Instructions for the task: Only the lines from the one containing "Target: green tree" through the end of the data below should be copied, each exactly as written and with both ends kept.

::: Recorded data

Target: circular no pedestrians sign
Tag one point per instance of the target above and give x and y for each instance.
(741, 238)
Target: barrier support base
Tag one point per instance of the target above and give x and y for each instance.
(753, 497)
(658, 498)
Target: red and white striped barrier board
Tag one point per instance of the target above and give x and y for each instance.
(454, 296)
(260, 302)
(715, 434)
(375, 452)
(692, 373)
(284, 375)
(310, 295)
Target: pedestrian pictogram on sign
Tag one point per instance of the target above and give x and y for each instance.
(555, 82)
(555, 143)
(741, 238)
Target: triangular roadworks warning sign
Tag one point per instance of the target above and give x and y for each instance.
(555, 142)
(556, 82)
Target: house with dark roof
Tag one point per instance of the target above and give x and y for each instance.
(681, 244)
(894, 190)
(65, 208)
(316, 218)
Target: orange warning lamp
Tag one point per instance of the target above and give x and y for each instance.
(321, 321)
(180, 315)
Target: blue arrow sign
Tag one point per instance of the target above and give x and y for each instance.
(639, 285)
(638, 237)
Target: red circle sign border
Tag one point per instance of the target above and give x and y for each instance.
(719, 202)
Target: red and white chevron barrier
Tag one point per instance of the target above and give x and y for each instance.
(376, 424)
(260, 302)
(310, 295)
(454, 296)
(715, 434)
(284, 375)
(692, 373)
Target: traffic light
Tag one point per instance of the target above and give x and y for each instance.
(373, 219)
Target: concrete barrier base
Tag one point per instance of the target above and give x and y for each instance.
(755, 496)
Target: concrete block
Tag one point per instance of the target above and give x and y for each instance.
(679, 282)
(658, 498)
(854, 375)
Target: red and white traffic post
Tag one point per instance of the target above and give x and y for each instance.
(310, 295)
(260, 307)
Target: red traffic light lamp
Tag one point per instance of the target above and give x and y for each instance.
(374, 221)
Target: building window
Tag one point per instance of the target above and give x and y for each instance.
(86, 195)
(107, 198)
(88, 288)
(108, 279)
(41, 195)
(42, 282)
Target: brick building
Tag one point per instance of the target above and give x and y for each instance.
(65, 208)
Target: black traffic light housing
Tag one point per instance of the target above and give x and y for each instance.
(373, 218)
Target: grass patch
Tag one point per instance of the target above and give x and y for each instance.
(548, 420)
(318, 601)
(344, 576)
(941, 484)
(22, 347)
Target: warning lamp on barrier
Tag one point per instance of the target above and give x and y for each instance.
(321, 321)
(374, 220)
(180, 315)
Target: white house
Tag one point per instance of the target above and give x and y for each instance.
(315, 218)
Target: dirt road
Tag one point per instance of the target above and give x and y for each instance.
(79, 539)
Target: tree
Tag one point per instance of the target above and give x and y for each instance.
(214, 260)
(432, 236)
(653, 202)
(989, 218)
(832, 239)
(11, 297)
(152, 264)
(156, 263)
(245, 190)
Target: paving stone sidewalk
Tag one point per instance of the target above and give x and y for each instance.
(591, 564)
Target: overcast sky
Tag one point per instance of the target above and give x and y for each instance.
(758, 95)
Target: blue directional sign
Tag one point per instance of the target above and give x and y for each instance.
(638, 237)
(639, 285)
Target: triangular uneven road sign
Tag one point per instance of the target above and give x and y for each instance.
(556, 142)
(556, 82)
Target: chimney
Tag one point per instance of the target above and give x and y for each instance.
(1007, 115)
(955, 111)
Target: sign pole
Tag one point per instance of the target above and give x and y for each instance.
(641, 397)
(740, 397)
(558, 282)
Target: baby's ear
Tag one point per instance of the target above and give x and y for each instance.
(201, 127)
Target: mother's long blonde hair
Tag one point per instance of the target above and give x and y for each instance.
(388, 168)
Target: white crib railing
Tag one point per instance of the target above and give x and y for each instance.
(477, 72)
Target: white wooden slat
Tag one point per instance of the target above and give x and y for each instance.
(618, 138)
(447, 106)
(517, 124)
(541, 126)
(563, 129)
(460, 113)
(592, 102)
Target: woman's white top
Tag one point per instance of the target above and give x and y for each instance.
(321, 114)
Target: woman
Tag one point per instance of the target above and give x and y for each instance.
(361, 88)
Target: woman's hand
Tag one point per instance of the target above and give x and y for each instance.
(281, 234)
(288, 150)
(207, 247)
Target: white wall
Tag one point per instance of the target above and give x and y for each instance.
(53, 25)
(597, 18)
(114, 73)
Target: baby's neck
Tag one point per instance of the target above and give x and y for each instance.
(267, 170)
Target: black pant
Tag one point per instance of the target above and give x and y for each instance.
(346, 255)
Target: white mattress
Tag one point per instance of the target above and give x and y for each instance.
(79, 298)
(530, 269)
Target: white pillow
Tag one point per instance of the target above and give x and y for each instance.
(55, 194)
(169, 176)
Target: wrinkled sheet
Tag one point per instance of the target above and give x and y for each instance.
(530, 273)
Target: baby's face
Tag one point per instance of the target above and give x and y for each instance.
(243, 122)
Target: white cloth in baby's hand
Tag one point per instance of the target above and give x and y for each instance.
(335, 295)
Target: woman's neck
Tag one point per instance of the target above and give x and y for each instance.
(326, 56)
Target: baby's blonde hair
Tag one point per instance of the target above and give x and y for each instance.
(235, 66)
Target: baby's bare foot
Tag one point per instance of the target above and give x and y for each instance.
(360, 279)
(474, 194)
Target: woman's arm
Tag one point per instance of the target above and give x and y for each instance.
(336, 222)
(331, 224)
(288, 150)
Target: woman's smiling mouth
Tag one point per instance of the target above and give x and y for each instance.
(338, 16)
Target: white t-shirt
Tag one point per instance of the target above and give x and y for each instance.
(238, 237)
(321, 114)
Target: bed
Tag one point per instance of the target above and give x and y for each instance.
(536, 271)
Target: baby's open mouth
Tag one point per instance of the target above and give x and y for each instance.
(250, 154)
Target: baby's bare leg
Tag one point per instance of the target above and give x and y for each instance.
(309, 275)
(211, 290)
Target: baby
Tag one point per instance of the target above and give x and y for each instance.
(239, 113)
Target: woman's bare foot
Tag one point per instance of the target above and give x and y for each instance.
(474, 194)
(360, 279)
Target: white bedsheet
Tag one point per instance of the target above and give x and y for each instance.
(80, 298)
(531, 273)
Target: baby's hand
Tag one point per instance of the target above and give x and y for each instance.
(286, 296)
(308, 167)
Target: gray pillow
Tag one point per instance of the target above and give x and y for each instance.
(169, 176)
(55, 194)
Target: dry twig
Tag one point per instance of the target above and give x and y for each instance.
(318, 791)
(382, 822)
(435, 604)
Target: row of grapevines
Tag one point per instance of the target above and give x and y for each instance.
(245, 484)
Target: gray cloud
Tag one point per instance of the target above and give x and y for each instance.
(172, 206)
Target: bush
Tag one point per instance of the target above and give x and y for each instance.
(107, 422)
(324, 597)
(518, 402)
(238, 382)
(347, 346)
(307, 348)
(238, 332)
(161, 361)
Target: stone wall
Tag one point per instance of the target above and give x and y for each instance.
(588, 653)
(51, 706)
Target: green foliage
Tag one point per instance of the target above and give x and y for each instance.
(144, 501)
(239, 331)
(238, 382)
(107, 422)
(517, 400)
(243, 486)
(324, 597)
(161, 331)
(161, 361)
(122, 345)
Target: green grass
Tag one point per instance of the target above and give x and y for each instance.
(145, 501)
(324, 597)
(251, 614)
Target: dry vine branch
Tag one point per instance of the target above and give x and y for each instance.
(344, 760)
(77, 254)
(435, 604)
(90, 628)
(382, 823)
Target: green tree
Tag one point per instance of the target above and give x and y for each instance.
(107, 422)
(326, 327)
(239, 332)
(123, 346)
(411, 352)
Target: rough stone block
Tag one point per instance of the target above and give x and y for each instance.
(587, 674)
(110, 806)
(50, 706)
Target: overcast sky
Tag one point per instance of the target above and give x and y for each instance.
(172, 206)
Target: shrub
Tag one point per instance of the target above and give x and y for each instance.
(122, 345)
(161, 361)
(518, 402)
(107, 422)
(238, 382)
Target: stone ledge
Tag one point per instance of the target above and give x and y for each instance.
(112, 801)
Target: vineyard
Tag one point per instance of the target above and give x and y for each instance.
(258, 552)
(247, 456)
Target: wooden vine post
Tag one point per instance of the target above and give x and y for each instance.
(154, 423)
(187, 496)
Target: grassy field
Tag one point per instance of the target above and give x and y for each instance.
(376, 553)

::::::

Correct result:
Target: green tree
Tag one point per instance of the target above and give x and y for each instance.
(107, 422)
(326, 327)
(239, 332)
(123, 346)
(411, 352)
Target: rough stone block
Tag one point per instance of the target above and give x and y for each instance.
(587, 674)
(110, 806)
(50, 706)
Target: overcast sky
Tag one point per instance of the target above and give x and y for each instance.
(172, 206)
Target: shrub
Tag one point per instance of the target above and give x and y for each instance.
(122, 345)
(161, 361)
(518, 402)
(107, 422)
(238, 382)
Target: stone ledge
Tag one point per instance of the target above and give x and y for each instance.
(112, 801)
Target: vineyard
Tag one point per instance of the target above and give x and y for each instance.
(258, 552)
(247, 456)
Target: wooden vine post
Tag one point per instance of the target above and give x and y for each instance.
(154, 423)
(187, 496)
Target: grassy field
Tag one point per instance of the target above and give x and y for each instance.
(376, 553)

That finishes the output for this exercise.